→ **Written problem 1**: Decide whether each statement below agrees with the diary entry about Capri and Anacapri. Answer yes or no for each, and quote the deciding words of the entry exactly. (a) The group walked about 250 metres uphill to the Villa San Michele. (b) The writer took the chair lift to the highest point on the island. (c) The gardens at the villa were small.

→ **Text passage**:
Day 8 Capri and Anacapri

Tuesday, September 10, 2013
Anacapri, Campania, Italy
Still overcast but not as hot or humid. Could be that being on an island, you get more breeze. After a good breakfast - we can get toast here - we set off on our half day tour of the island. First we walked about 250 metres uphill to the Villa San Michele, the home of a famous writer who spent his last years here. He built his villa on the site of an old Roman Villa. Capri has been a place to retire to since the caesars. The house itself was small but the beautiful gardens were extensive and perched right on the cliff edge. Unfortunately, about half way through our visit, Edie was feeling really unwell - a combination of the cold/flu and the heat and the strenuous pace we have had to keep up. So l took her back to the hotel to lie done. We had not been allocated a new room, so with the assistance of Loredana, our tour leader, she was able to go back to the dungeon room until the new room was ready.
 Meanwhile, I went back to join the tour. I was too late to take the chair lift to the highest point on the island, but I wasn't too disappointed as my fear of heights had had a let off. So l spent my free time wandering around Anacapri which was a beautiful village. After everyone had returned we all caught a bus down the Mama Mia road to the town of Capri.

→ **Material**:
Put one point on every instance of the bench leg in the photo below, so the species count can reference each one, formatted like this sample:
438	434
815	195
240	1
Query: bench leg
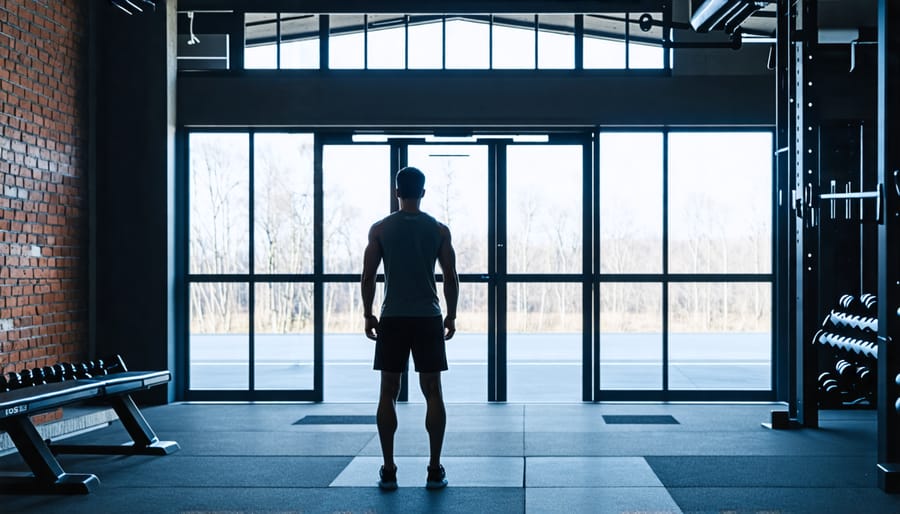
144	439
47	476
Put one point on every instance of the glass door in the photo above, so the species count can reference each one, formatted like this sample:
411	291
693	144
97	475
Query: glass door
546	277
456	194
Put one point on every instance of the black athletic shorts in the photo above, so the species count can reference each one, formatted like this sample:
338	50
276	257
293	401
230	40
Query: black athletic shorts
397	337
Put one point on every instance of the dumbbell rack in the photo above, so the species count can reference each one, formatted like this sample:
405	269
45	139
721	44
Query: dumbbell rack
848	362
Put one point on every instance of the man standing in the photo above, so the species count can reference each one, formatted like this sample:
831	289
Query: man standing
409	242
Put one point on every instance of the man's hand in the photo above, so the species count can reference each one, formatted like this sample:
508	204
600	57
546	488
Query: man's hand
449	328
372	327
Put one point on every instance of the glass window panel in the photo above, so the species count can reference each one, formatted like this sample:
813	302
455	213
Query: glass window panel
283	337
720	202
556	41
348	355
630	336
386	42
468	42
645	49
219	340
346	43
630	216
299	41
283	203
604	41
466	377
513	40
720	336
260	40
456	194
544	342
357	182
219	193
544	208
426	42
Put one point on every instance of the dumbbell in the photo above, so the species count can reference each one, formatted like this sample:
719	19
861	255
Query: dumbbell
845	372
82	370
60	372
846	301
870	302
37	376
115	364
50	374
26	378
830	391
97	368
13	380
864	376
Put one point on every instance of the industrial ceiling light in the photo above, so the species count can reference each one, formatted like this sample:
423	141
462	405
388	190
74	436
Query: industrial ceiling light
133	6
726	15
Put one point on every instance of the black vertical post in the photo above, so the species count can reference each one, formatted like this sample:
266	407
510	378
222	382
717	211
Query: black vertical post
587	280
318	269
236	42
501	272
784	248
595	247
806	153
889	247
324	38
492	273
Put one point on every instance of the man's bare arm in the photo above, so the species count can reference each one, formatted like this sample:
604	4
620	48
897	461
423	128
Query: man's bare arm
371	259
447	260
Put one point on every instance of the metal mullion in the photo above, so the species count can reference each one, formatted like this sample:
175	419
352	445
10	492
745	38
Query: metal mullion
283	277
492	273
182	260
324	36
501	303
545	277
579	41
587	353
664	301
399	158
490	41
627	41
251	294
318	268
595	268
278	41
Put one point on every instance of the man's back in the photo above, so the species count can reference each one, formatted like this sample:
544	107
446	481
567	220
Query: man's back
410	243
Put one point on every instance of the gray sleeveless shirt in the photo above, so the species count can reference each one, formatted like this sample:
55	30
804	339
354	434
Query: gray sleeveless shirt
409	247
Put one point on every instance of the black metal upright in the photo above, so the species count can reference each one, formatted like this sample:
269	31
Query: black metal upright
889	246
784	248
806	190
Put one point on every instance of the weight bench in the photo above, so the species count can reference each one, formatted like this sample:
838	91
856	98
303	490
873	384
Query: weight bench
47	475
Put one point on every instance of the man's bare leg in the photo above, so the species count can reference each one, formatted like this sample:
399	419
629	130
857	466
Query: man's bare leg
435	414
386	416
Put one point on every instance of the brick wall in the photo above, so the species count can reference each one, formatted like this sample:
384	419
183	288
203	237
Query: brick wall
43	297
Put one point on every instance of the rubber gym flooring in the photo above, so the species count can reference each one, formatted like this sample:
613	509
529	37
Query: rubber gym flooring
533	458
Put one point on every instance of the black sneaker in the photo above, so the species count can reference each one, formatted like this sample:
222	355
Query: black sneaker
437	478
387	480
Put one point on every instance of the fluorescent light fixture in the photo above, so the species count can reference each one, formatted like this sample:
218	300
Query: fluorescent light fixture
451	139
724	15
369	138
838	36
430	138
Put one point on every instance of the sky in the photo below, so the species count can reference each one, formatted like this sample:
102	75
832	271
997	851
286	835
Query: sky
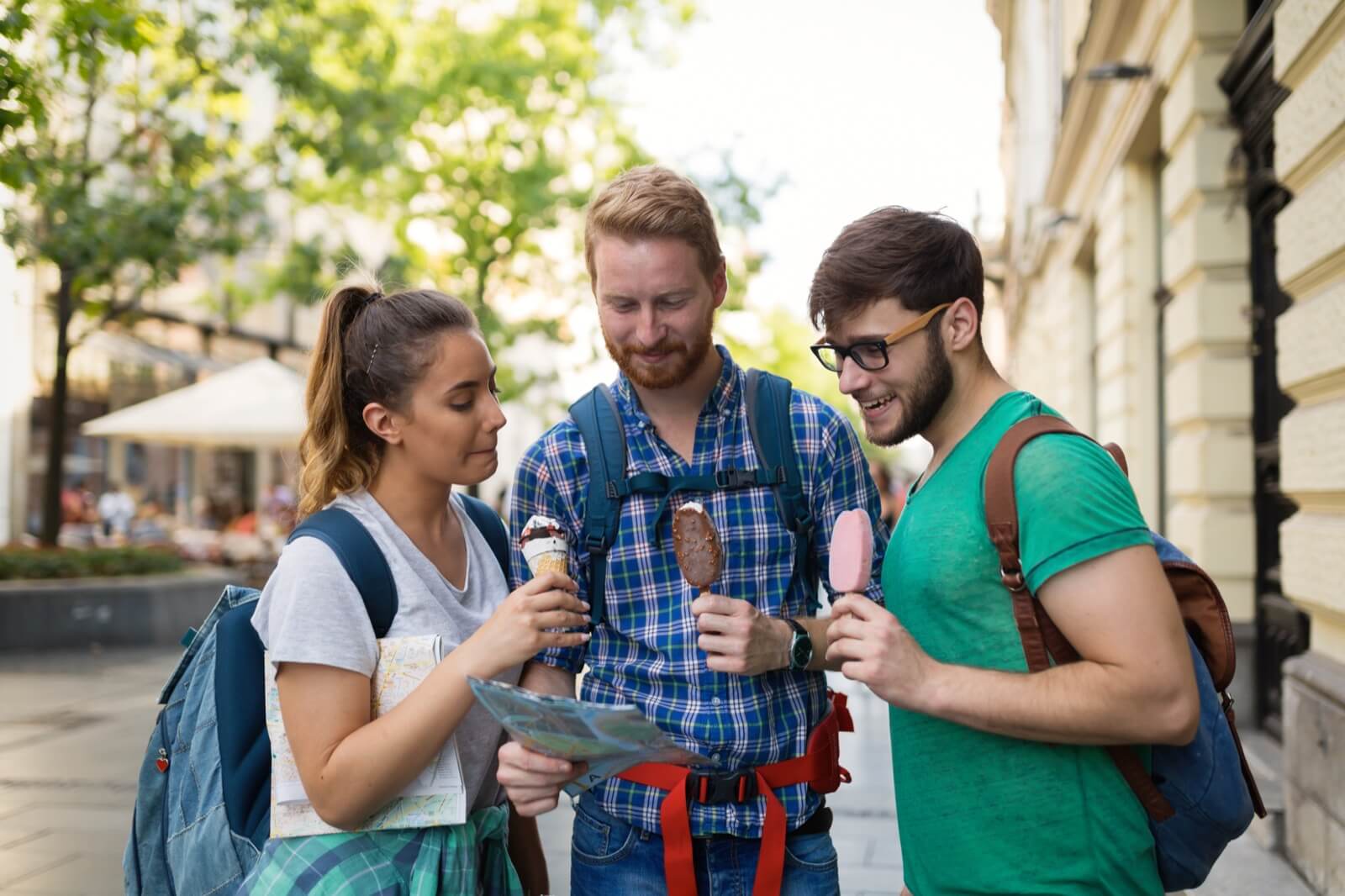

→ **Written problem 2**: Return the lines of the records without any change, from the line containing "Put one point on every instance of the fluorescent" up to and including the last line of the records. Leave the pictures out.

→ **Correct answer 1**:
(a) Yes: "First we walked about 250 metres uphill to the Villa San Michele"
(b) No: "I was too late to take the chair lift to the highest point on the island"
(c) No: "The house itself was small but the beautiful gardens were extensive"

→ **Correct answer 2**:
Put one point on every instance of the fluorescent light fixture in the photo above, so the species count can reference each one, formatted like this sample:
218	300
Query: fluorescent light fixture
451	139
724	15
369	138
838	36
430	138
Put one point on every instance of the sky in the photo below, so the species count can reference each one, formatted like this sample:
102	75
832	271
997	851
286	835
Query: sky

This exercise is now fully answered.